EXERCISE AIM: Transcribe the listing verbatim, from its first line through the line containing "[[[240,2],[237,15],[237,98],[261,104],[261,6],[259,1]]]".

RECORD EXCERPTS:
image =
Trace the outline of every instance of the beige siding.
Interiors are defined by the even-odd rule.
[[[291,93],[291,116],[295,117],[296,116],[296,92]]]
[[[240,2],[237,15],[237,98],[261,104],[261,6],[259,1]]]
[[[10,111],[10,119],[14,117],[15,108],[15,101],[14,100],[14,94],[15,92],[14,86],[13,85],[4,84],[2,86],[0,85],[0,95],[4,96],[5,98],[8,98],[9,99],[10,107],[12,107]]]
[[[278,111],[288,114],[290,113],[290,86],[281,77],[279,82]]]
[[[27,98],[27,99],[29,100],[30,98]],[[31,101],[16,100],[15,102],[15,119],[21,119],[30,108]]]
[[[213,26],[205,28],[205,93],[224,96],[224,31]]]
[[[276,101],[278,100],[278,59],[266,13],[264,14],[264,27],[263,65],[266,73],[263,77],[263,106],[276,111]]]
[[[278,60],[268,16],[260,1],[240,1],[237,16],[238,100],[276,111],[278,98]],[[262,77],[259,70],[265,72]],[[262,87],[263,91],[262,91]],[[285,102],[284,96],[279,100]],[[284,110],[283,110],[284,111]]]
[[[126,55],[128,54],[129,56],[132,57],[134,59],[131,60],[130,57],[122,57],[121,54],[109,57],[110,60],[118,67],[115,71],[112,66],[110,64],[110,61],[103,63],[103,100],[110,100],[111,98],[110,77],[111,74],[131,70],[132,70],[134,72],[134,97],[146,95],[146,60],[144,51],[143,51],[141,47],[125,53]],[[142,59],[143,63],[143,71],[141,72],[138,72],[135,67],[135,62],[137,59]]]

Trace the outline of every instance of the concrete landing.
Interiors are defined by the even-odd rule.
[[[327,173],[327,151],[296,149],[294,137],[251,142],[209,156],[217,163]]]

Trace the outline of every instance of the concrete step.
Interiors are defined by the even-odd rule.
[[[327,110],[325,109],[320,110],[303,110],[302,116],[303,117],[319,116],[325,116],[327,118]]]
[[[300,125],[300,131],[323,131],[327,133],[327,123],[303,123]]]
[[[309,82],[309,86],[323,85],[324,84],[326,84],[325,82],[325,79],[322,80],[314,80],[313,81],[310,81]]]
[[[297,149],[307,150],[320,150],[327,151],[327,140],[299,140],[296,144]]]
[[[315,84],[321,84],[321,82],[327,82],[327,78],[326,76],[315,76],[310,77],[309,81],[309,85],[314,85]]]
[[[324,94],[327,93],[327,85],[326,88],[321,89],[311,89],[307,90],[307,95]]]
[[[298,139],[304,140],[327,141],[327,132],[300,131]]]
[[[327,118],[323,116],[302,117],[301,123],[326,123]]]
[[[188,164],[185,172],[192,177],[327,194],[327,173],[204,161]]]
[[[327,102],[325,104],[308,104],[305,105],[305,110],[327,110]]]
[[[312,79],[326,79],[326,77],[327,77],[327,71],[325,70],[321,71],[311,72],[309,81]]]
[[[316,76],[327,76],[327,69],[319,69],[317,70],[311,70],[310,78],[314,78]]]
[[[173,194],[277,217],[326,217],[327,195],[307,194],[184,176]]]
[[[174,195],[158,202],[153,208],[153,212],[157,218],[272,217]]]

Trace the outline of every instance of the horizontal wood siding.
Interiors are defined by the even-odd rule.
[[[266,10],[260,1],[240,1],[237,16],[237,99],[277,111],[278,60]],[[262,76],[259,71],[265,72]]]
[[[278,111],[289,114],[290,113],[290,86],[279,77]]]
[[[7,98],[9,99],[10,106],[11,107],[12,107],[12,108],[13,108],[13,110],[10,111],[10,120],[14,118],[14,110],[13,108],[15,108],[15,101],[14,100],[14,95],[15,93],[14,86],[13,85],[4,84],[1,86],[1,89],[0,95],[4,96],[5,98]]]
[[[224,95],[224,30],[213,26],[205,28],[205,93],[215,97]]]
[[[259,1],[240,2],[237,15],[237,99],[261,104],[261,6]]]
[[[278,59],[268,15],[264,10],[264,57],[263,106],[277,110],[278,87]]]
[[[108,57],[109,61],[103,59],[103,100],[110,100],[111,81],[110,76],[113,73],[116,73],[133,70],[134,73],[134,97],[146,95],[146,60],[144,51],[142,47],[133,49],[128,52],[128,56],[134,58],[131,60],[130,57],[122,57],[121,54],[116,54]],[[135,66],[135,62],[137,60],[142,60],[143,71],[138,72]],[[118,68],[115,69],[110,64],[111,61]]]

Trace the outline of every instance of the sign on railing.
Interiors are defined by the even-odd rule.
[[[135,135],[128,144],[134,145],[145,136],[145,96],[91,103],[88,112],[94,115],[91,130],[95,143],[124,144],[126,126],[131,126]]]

IN RESPONSE:
image =
Trace the outline of every instance of the beige siding.
Interiors are defined by the even-odd rule.
[[[291,93],[291,116],[295,117],[296,116],[296,92]]]
[[[240,2],[237,15],[237,98],[261,104],[261,6],[259,1]]]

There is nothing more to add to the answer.